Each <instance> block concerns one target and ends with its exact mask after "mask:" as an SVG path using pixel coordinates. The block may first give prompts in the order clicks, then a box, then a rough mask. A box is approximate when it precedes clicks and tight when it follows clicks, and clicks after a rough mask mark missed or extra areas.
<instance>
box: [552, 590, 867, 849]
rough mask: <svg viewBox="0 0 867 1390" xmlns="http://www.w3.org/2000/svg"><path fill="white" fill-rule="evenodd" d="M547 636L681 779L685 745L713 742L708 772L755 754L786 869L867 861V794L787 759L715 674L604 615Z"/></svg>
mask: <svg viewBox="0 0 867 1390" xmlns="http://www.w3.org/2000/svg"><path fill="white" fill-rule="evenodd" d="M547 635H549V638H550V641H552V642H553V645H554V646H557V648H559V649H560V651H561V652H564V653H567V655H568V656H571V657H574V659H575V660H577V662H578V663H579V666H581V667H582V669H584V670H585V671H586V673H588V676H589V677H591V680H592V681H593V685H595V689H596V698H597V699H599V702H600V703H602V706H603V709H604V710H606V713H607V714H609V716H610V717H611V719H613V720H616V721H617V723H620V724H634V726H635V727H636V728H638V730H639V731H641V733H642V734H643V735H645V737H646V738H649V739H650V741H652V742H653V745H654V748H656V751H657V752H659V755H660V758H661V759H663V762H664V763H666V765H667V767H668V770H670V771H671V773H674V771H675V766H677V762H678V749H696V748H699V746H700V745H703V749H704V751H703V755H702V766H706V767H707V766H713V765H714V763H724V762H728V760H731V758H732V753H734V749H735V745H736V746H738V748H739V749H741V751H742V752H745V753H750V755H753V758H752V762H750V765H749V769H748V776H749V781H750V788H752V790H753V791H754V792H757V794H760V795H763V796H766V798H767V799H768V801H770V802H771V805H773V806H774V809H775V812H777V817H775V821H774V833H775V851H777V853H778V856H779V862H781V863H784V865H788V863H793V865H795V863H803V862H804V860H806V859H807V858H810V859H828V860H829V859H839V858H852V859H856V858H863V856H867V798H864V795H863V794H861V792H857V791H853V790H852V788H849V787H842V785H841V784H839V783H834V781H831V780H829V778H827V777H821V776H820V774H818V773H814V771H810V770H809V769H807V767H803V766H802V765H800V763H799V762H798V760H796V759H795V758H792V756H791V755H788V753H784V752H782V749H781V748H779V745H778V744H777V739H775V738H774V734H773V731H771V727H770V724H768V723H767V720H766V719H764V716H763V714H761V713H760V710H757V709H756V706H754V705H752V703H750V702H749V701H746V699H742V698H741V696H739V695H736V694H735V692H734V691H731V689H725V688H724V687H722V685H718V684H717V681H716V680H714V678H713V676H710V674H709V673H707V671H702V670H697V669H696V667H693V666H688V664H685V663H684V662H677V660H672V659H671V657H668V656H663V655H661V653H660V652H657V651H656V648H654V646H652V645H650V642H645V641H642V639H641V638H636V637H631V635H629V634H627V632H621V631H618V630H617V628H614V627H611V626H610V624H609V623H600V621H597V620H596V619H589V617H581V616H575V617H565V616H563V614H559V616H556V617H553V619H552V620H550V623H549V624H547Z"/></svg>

____

## JOB
Write these lines out again, substituting "coarse mask" for every "rough mask" and leaving everything else unchanged.

## YOUR SOLUTION
Each <instance> block concerns one target and ends with its exact mask after "mask:" as an SVG path using pixel coordinates. The block may first give prompts in the order clicks, then a box, then a coarse mask. A box is approximate when it precedes clicks and tight when it follows clicks, and clicks after a coarse mask mark missed or extra areas.
<instance>
box: [552, 590, 867, 849]
coarse mask: <svg viewBox="0 0 867 1390" xmlns="http://www.w3.org/2000/svg"><path fill="white" fill-rule="evenodd" d="M547 636L681 779L685 745L713 742L708 772L755 754L786 869L867 861V794L787 759L715 674L604 615Z"/></svg>
mask: <svg viewBox="0 0 867 1390" xmlns="http://www.w3.org/2000/svg"><path fill="white" fill-rule="evenodd" d="M547 635H549V638H550V641H552V642H553V645H554V646H557V648H559V649H560V651H561V652H564V653H567V655H568V656H571V657H574V659H575V660H577V662H578V663H579V666H581V667H582V669H584V670H585V671H586V673H588V676H589V677H591V680H592V681H593V685H595V689H596V698H597V699H599V702H600V703H602V706H603V709H604V710H606V713H607V714H609V716H610V717H611V719H613V720H616V721H617V723H620V724H634V726H635V727H636V728H638V730H639V731H641V733H642V734H643V735H645V737H646V738H649V739H650V741H652V742H653V745H654V748H656V751H657V752H659V755H660V758H661V759H663V762H664V763H666V765H667V767H668V770H670V771H671V773H674V771H675V766H677V762H678V749H696V748H699V746H700V745H703V749H704V751H703V755H702V766H706V767H707V766H713V765H714V763H724V762H728V760H731V758H732V753H734V749H735V745H736V746H738V748H739V749H741V751H742V752H745V753H750V755H753V758H752V762H750V765H749V769H748V776H749V781H750V788H752V790H753V791H754V792H757V794H760V795H763V796H766V798H767V799H768V801H770V802H771V805H773V806H774V809H775V812H777V817H775V821H774V833H775V851H777V853H778V856H779V862H781V863H784V865H788V863H793V865H795V863H803V862H804V860H806V859H807V858H810V859H828V860H829V859H839V858H852V859H856V858H863V856H867V798H864V795H863V794H861V792H857V791H853V790H852V788H849V787H842V785H841V784H839V783H834V781H831V780H829V778H827V777H821V776H820V774H818V773H814V771H810V770H809V769H807V767H803V766H802V765H800V763H799V762H798V760H796V759H795V758H792V756H791V755H788V753H784V752H782V749H781V748H779V745H778V744H777V739H775V738H774V734H773V731H771V727H770V724H768V723H767V720H766V719H764V716H763V714H761V713H760V710H757V709H756V706H754V705H752V703H750V702H749V701H746V699H742V698H741V696H739V695H736V694H735V692H734V691H731V689H725V688H724V687H722V685H718V684H717V681H716V680H714V678H713V676H710V674H709V673H707V671H702V670H697V669H696V667H693V666H688V664H685V663H684V662H677V660H672V659H671V657H668V656H663V655H661V653H660V652H657V651H656V648H654V646H652V645H650V642H645V641H642V639H641V638H636V637H631V635H629V634H627V632H621V631H618V630H617V628H614V627H611V626H610V624H609V623H600V621H597V620H596V619H589V617H581V616H575V617H565V616H563V614H559V616H556V617H553V619H552V620H550V623H549V624H547Z"/></svg>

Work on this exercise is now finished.